→ Exercise task: Pull out each line of the records containing the word "ceramic" and list those lines.

→ Named-object pointing records:
<<<<
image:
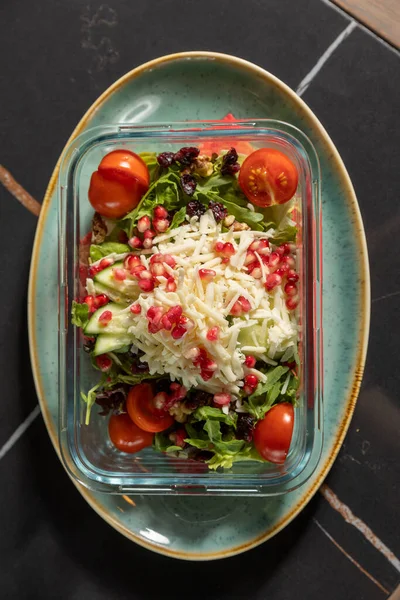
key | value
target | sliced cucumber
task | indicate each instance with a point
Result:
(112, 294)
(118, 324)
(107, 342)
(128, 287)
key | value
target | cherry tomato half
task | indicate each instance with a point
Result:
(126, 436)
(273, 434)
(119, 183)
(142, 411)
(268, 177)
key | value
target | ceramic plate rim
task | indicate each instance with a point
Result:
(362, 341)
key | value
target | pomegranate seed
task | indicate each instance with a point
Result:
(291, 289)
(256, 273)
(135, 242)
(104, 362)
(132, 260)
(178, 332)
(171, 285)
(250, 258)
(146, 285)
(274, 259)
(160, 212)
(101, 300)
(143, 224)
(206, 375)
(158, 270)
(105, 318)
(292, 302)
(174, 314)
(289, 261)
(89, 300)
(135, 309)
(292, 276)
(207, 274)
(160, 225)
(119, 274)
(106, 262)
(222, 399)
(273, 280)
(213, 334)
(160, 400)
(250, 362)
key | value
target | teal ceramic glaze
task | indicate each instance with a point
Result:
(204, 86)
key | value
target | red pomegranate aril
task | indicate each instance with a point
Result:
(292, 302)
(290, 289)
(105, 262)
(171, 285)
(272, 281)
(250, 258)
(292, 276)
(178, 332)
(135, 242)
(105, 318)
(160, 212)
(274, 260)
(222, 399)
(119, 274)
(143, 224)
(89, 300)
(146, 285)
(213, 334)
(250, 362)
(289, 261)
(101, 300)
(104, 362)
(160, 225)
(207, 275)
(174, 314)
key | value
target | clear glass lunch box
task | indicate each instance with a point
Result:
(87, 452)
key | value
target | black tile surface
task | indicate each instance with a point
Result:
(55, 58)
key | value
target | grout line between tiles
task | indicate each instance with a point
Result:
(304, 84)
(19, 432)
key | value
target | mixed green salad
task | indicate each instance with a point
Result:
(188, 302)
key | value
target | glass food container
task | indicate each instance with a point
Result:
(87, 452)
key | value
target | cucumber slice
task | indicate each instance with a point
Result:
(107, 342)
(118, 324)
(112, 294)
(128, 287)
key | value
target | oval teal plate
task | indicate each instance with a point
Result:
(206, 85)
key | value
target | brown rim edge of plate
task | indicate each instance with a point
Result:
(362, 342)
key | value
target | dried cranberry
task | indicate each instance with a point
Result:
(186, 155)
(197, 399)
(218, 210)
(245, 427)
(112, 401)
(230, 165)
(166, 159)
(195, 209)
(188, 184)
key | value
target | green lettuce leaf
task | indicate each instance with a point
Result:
>>>>
<<<<
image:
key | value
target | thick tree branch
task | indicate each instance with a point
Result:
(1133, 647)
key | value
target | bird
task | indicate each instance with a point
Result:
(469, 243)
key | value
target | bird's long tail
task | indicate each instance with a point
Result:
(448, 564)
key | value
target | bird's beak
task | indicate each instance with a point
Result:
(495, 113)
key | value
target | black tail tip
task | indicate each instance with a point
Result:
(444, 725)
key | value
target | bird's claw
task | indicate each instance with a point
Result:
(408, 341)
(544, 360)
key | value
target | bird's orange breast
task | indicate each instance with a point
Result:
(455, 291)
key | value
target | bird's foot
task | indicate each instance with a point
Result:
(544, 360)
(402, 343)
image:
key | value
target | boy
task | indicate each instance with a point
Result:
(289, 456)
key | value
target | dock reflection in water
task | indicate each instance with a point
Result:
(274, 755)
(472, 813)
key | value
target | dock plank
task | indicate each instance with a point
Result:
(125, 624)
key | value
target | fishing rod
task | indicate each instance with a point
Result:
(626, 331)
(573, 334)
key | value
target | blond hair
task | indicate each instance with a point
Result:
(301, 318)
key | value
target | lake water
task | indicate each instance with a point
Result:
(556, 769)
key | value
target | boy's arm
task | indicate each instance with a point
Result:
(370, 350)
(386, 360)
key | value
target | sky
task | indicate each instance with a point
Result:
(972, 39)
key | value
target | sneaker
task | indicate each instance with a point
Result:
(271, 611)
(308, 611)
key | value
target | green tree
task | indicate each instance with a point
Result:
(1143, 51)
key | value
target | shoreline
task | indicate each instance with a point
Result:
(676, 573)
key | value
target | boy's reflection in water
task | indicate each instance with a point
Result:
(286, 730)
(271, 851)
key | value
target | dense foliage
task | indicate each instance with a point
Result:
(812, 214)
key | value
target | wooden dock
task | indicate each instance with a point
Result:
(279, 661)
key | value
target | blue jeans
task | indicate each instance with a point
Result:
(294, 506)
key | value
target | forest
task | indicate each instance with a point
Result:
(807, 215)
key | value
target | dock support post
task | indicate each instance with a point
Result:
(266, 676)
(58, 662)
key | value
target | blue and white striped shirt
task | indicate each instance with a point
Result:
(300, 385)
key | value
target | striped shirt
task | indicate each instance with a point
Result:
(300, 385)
>>>>
<<<<
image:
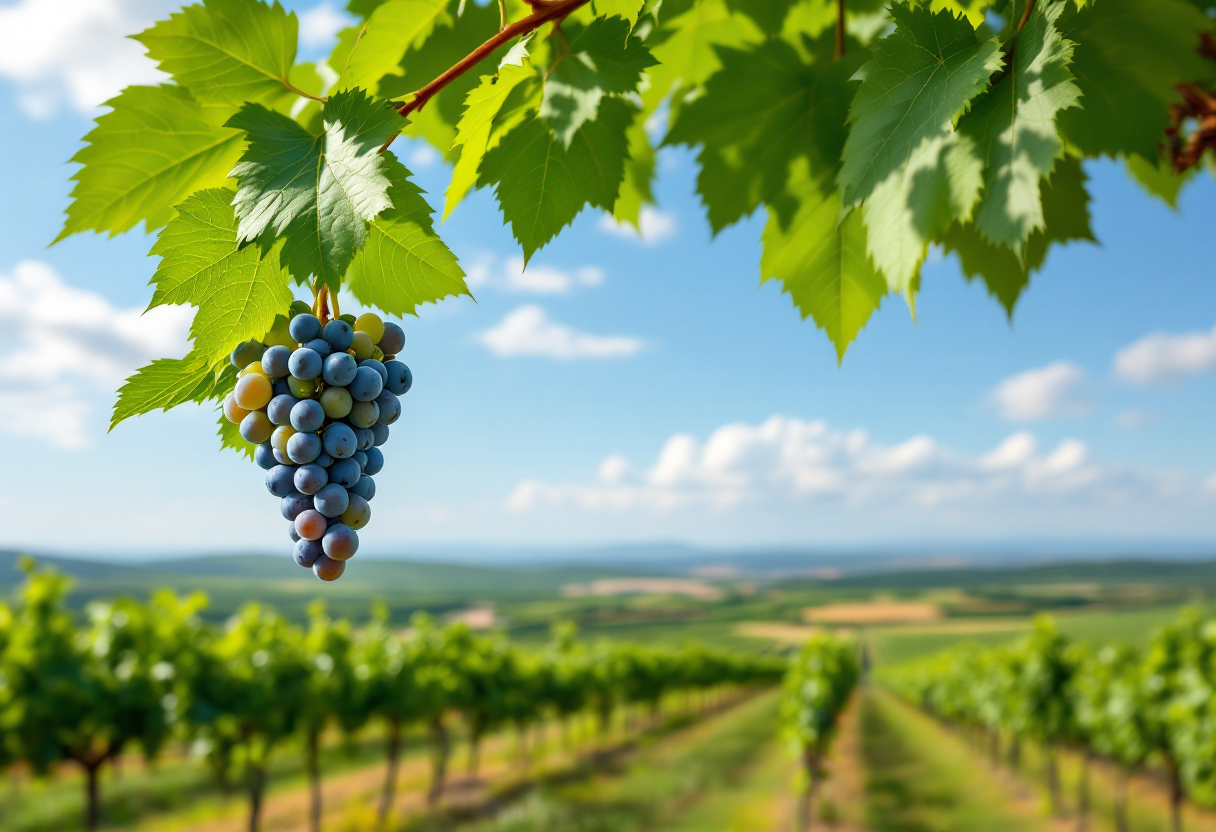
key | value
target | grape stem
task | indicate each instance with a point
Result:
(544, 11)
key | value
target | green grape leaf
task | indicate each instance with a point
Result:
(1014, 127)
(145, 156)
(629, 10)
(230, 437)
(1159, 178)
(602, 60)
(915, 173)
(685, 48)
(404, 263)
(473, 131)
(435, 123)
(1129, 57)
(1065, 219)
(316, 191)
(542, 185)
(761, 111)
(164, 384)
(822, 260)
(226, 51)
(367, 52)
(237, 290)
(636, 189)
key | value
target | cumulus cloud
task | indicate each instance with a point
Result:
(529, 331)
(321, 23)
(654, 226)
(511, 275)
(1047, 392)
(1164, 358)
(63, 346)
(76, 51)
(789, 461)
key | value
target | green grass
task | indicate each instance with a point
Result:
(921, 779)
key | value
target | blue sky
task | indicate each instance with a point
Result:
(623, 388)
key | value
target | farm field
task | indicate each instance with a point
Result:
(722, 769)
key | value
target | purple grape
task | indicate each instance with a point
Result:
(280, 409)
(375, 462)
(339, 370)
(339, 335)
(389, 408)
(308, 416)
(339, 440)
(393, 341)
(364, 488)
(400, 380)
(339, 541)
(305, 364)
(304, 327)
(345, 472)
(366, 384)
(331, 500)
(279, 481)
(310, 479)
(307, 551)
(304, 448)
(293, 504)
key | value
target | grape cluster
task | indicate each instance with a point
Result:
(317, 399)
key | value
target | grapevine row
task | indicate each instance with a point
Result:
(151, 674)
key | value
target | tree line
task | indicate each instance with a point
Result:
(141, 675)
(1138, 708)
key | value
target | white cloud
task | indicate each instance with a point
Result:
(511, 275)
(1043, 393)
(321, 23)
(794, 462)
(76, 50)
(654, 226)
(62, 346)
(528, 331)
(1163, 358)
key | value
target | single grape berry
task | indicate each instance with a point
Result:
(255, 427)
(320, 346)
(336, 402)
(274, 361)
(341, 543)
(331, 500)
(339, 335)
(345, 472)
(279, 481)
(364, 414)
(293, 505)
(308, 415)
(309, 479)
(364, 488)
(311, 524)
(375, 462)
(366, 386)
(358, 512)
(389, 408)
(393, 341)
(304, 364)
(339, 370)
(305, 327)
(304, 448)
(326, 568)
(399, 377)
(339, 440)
>>>>
→ Result of this task:
target | ceramic plate rim
target | teal ceramic glaze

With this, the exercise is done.